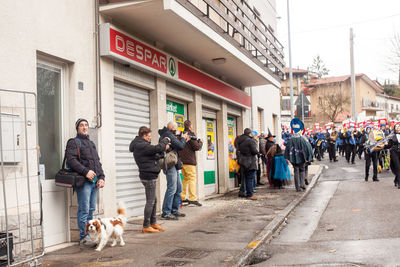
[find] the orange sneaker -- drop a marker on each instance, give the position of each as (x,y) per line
(149,230)
(156,226)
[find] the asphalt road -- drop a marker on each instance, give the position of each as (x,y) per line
(344,221)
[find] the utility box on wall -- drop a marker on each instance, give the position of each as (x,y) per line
(11,138)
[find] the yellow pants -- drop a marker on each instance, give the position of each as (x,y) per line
(189,179)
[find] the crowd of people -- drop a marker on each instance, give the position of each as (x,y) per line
(175,153)
(375,143)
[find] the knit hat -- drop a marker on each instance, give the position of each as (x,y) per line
(297,125)
(269,134)
(79,122)
(247,131)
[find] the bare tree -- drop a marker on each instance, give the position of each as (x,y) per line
(318,68)
(332,103)
(394,59)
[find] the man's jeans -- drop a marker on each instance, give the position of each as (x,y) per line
(189,180)
(250,181)
(87,198)
(172,198)
(151,202)
(299,172)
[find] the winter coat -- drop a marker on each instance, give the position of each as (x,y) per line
(89,158)
(268,145)
(147,157)
(298,150)
(247,152)
(262,144)
(176,144)
(188,154)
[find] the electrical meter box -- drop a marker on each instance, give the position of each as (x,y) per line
(11,138)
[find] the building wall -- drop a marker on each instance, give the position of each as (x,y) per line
(363,90)
(266,98)
(267,11)
(320,92)
(60,31)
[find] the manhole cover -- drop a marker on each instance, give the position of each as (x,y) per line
(188,253)
(205,232)
(171,263)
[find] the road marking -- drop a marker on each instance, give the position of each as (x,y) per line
(349,169)
(305,219)
(253,244)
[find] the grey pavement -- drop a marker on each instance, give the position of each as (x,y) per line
(211,235)
(344,221)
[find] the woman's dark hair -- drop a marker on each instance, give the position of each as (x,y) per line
(144,131)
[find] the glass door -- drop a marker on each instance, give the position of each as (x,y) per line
(50,106)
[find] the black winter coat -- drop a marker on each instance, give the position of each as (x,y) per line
(176,144)
(89,158)
(247,147)
(147,157)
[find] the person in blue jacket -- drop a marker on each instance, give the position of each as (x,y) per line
(350,144)
(319,146)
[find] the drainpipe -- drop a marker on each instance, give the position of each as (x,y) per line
(98,72)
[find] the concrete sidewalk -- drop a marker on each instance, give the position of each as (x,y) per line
(211,235)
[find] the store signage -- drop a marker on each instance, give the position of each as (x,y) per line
(125,48)
(137,51)
(176,112)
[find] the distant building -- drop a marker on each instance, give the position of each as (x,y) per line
(366,97)
(299,87)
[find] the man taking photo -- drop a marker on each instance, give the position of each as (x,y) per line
(188,158)
(147,157)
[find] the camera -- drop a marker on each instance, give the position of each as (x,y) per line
(192,137)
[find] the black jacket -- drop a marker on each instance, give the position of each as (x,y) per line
(176,144)
(247,148)
(89,158)
(147,157)
(268,146)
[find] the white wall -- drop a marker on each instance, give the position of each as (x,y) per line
(61,31)
(267,9)
(266,97)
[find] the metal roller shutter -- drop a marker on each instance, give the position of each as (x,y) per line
(132,110)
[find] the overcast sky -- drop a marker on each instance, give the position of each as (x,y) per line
(322,27)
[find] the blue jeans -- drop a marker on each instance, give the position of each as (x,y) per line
————
§ **WHAT TO PRODUCE**: Rewrite the items starting at the line that contains "[find] the road" and ending with the last line of the items, changing "drop a marker" to "place a pin" and leaving everything else as it is.

§ **THE COMPLETED TASK**:
[find] the road marking -- place a pin on each instance, give the position of each as (x,y) per line
(349,169)
(305,219)
(253,244)
[find] the grey pavement -- place a pin on each instance, give the position of each as (x,y) per line
(211,235)
(344,221)
[find] the woman's dark hair -- place a pin on each instance, give the position of each as (x,y) per line
(144,131)
[find] the glass door -- place a pin on each instance, give the position of each as (x,y) per line
(50,106)
[find] the black winter coat -- place a pin on each instance, give the position of each as (x,y) per line
(176,144)
(89,158)
(247,147)
(147,157)
[find] the person in blue jacket -- place a pin on each instance, give the position of each as (x,y) per line
(350,144)
(319,146)
[find] the drainpipe -- place a pin on each instance, give the position of each as (x,y) per line
(98,72)
[find] the concrete sidewalk -- place a pin on each instance, give the position of each as (x,y) per line
(211,235)
[find] the store signage -- place a pin on each instance, give the position of each as (x,y) per line
(125,48)
(137,51)
(176,112)
[find] the distant building -- place a pin on each instance, give the position of each as (x,y) per line
(366,97)
(299,87)
[find] the man taking photo -- place a pin on each instance, give the position of each as (x,y) per line
(188,158)
(147,157)
[find] the camera -- place a pin on each instance, give the position of each as (x,y) per line
(192,137)
[find] the black jacket -- place a pin on each instance, give the position of each as (x,y) per line
(176,144)
(247,148)
(89,158)
(147,157)
(268,146)
[find] the white wall -- place a pin on each instance, give the position of each as (x,y) per line
(61,31)
(267,9)
(266,97)
[find] the metal roller shutter -- place a pin on each instance, give the position of each as (x,y) per line
(132,110)
[find] the overcast sky -- place a pin on each instance, give the position of each as (x,y) per line
(322,27)
[find] the blue jeans -- place a pin on each instance, give the position of each as (x,y) per line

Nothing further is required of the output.